- _Instrucciones de la tarea_: ¿Puedes pasar a una tabla Markdown el tramo de los registros que empieza en la línea que contiene "mark the green tree -- a dot per instance" y llega hasta el final de los registros, con ambos extremos incluidos? Usa las columnas "Nº" y "Línea del registro", numera cada fila y omite las líneas en blanco.

[Elementos de datos]
★ ★ ★ ★
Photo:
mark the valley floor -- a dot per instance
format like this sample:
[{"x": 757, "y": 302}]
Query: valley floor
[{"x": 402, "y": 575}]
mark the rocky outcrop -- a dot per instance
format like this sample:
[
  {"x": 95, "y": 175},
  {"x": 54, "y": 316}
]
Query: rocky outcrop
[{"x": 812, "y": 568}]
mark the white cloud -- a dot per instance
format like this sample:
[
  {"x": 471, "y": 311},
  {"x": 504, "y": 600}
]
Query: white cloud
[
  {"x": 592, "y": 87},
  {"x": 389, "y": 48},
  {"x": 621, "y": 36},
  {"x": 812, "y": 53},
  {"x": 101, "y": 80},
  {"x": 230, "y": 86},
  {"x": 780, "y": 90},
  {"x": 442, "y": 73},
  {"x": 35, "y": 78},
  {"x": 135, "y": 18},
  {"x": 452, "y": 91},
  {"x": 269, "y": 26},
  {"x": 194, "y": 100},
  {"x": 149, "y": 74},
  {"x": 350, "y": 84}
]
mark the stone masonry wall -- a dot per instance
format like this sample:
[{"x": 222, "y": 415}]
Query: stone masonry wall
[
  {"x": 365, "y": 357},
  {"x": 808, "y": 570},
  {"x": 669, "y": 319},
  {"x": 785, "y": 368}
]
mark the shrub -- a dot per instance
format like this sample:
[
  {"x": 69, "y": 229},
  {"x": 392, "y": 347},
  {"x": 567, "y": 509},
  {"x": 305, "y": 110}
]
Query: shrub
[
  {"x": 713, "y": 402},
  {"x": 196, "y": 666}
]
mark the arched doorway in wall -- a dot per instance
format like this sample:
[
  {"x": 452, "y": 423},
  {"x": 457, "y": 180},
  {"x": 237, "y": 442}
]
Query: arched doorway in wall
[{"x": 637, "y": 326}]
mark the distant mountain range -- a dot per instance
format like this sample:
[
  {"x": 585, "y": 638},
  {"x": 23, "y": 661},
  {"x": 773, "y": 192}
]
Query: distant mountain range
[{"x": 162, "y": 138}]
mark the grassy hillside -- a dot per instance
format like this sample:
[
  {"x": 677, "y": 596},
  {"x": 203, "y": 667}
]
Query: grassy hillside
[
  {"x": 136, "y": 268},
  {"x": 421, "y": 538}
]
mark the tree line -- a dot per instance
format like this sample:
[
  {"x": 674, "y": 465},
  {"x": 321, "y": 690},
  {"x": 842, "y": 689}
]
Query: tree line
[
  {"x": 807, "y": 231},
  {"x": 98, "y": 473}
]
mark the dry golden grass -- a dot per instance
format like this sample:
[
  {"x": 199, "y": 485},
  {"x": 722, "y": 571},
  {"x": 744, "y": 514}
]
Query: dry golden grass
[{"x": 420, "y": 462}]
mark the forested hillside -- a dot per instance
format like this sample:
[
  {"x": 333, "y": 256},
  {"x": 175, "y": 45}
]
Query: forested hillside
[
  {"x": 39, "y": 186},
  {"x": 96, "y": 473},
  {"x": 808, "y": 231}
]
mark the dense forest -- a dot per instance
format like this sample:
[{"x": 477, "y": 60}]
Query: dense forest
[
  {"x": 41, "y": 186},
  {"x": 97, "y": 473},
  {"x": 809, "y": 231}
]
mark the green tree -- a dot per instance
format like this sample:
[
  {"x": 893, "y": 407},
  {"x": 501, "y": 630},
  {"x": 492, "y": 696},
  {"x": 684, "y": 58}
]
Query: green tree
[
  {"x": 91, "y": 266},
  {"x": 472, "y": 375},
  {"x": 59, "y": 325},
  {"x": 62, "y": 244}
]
★ ★ ★ ★
- _Respuesta al problema_:
| Nº | Línea del registro |
|---|---|
| 1 | mark the green tree -- a dot per instance |
| 2 | format like this sample: |
| 3 | [ |
| 4 |   {"x": 893, "y": 407}, |
| 5 |   {"x": 501, "y": 630}, |
| 6 |   {"x": 492, "y": 696}, |
| 7 |   {"x": 684, "y": 58} |
| 8 | ] |
| 9 | Query: green tree |
| 10 | [ |
| 11 |   {"x": 91, "y": 266}, |
| 12 |   {"x": 472, "y": 375}, |
| 13 |   {"x": 59, "y": 325}, |
| 14 |   {"x": 62, "y": 244} |
| 15 | ] |